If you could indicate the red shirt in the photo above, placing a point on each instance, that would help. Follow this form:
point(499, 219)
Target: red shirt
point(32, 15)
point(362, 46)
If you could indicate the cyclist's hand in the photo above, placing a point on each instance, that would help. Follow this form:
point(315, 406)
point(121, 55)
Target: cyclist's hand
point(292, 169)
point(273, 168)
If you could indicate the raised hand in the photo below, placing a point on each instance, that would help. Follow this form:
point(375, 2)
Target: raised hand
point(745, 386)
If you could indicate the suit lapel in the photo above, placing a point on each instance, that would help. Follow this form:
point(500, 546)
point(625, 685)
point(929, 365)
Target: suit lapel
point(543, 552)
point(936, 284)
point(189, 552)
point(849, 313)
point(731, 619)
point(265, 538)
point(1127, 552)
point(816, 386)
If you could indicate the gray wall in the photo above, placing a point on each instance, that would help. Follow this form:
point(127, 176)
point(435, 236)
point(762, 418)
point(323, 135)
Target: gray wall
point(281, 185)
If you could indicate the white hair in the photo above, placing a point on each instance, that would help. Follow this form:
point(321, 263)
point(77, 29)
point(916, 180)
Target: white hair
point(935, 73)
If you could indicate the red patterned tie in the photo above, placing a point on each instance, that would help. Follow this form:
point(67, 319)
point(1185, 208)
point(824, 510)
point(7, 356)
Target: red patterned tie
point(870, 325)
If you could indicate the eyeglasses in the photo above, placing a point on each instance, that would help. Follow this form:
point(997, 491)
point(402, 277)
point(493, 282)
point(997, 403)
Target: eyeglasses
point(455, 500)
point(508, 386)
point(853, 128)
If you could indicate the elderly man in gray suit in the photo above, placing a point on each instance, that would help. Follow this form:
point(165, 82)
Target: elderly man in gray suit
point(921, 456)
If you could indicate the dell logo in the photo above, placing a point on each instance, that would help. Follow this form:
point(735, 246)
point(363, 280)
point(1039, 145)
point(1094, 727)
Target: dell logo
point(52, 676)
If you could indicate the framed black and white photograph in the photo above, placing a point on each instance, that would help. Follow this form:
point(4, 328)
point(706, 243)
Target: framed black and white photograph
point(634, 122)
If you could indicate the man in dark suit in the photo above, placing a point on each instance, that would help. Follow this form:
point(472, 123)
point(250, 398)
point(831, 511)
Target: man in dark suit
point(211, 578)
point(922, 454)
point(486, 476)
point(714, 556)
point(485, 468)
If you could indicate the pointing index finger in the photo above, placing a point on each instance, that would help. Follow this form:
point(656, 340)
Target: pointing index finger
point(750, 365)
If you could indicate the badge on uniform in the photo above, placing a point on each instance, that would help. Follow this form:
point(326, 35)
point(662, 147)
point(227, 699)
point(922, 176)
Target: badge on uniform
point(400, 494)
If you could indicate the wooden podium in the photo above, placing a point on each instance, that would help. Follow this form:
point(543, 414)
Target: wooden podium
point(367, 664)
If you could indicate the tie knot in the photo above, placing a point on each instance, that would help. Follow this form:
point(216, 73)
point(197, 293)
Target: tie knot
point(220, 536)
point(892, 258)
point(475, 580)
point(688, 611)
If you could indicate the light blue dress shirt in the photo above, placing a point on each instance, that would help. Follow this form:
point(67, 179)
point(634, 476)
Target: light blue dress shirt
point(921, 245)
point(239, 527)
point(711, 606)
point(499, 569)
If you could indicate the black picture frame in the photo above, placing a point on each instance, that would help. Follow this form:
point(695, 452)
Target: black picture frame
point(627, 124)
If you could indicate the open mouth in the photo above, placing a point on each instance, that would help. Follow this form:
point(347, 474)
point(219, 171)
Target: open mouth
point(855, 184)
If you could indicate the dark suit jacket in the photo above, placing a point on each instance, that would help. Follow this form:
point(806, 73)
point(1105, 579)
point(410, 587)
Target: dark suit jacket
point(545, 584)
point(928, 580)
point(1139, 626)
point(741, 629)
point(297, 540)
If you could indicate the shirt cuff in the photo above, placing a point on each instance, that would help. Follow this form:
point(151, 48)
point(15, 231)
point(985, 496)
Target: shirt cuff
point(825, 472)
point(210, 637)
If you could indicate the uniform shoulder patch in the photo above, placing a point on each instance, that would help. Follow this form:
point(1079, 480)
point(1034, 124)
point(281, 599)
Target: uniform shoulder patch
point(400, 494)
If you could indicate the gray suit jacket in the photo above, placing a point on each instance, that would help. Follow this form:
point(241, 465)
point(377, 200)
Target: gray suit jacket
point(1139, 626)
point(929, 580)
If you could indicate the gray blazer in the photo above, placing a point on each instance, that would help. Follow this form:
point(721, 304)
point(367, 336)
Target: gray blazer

────────────────

TASK PROMPT
Reproduce all of the records above, swapping "placing a point on each instance" for "marking every instance with a point" wherever it occurs and keeping everything else the same.

OUTPUT OF THE TASK
If you could indicate the red shirt in the photo above, marking every instance with a point, that would help. Follow this form:
point(499, 219)
Target: red shirt
point(32, 15)
point(362, 46)
If you could indicate the cyclist's hand in the photo above, marking every instance with a point, that would help. Follow this form:
point(315, 406)
point(121, 55)
Target: cyclist's hand
point(292, 169)
point(273, 168)
If you could indicate the raised hand in the photo below, marking every instance with a point, that would help. Follow this form:
point(375, 2)
Target: raised hand
point(745, 386)
If you could indicate the suit lapel in the photo above, marking every instance with a point, that would help. Follow this form:
point(500, 546)
point(625, 685)
point(929, 365)
Target: suit lapel
point(543, 552)
point(936, 284)
point(189, 552)
point(849, 313)
point(731, 619)
point(265, 538)
point(1127, 552)
point(816, 386)
If you could indicate the gray wall in the photo above, marking every instance with a point, that would help. Follow this form:
point(127, 176)
point(435, 236)
point(762, 418)
point(323, 135)
Target: gray wall
point(281, 185)
If you could indicate the white hair in the photo above, marking every instance with a point, that would help. Follow this form:
point(321, 263)
point(77, 29)
point(916, 180)
Target: white hair
point(935, 73)
If you could indicate the red patterned tie in the photo above, marking every instance with a point, that would help. Follow this form:
point(67, 319)
point(1185, 208)
point(824, 510)
point(7, 356)
Target: red patterned tie
point(870, 325)
If you could indicate the eyeglasses in the photo above, marking every instance with a point, that would help. Follow this form:
point(997, 491)
point(402, 277)
point(493, 282)
point(997, 403)
Target: eyeglasses
point(455, 500)
point(508, 386)
point(853, 128)
If you could indicate the elderly man in gray suit in the photo above, marking every instance with a point, that would help. Follow this form:
point(165, 82)
Target: elderly man in gray suit
point(921, 456)
If you could indicate the dell logo in the photo above, marking every instance with a point, that would help. Follow this form:
point(735, 246)
point(363, 280)
point(1039, 145)
point(1094, 727)
Target: dell logo
point(52, 676)
If you could indicate the framed black and white photograph in the photo above, marking every instance with a point, that would help. Follow this form:
point(4, 328)
point(706, 243)
Target: framed black and white photograph
point(634, 122)
If you could indicate the man in dark suit in the photo above, marking every instance with a point, that would help. Follow this form:
point(472, 123)
point(250, 398)
point(831, 511)
Target: man in dark suit
point(211, 578)
point(922, 454)
point(486, 476)
point(714, 556)
point(485, 468)
If you could indicate the pointing index finger in the photo above, marking every instance with a point, that would help. Follow this form:
point(656, 340)
Target: pointing index finger
point(750, 365)
If you could indicate the badge on uniform in the photo above, marking every instance with a point, that would help. Follow this form:
point(326, 35)
point(662, 147)
point(227, 699)
point(922, 176)
Target: badge on uniform
point(400, 494)
If you could indicate the wooden podium in the photo above, marking every instance with a point, that would help. Follow this form:
point(543, 414)
Target: wooden podium
point(367, 664)
If you could indicate the tie knot in the photo above, marking every instance with a point, that would help. Follow this form:
point(216, 73)
point(197, 293)
Target: tie knot
point(220, 536)
point(892, 258)
point(475, 580)
point(688, 611)
If you could indicate the light blue dress shirt in the photo above, marking every instance with a point, that would help. Follow this form:
point(67, 179)
point(634, 476)
Target: light blue dress shirt
point(921, 245)
point(239, 527)
point(711, 606)
point(499, 569)
If you could indicate the black picture frame in the photo above, marking every instance with a point, that would help. Follow this form:
point(695, 452)
Target: black picture frame
point(627, 124)
If you could indicate the open mouth in the photo above, marking every instance with a point, that would help. Follow this form:
point(347, 474)
point(219, 171)
Target: open mouth
point(855, 184)
If you could indicate the dark suit jacket in the photo above, marking every instance with a point, that would help. Follow this form:
point(806, 73)
point(1105, 579)
point(410, 587)
Target: dark suit jacket
point(545, 584)
point(928, 580)
point(1139, 626)
point(741, 629)
point(297, 540)
If you could indicate the shirt cuff in the photo above, marking every instance with a point, that would help. Follow this form:
point(151, 48)
point(15, 231)
point(985, 496)
Target: shirt cuff
point(825, 472)
point(210, 637)
If you could indicate the uniform shoulder patch in the photo above, marking every instance with a point, that would help. Follow this form:
point(1079, 480)
point(1034, 124)
point(281, 599)
Target: uniform shoulder patch
point(400, 494)
If you could indicate the gray suit jacket in the photo above, marking every instance with a point, that would help. Follow this form:
point(241, 465)
point(377, 200)
Target: gray suit jacket
point(1139, 626)
point(929, 580)
If you could indicate the gray blazer in the photo above, marking every instance with a point, that would help. Follow this form:
point(721, 304)
point(367, 336)
Target: gray blazer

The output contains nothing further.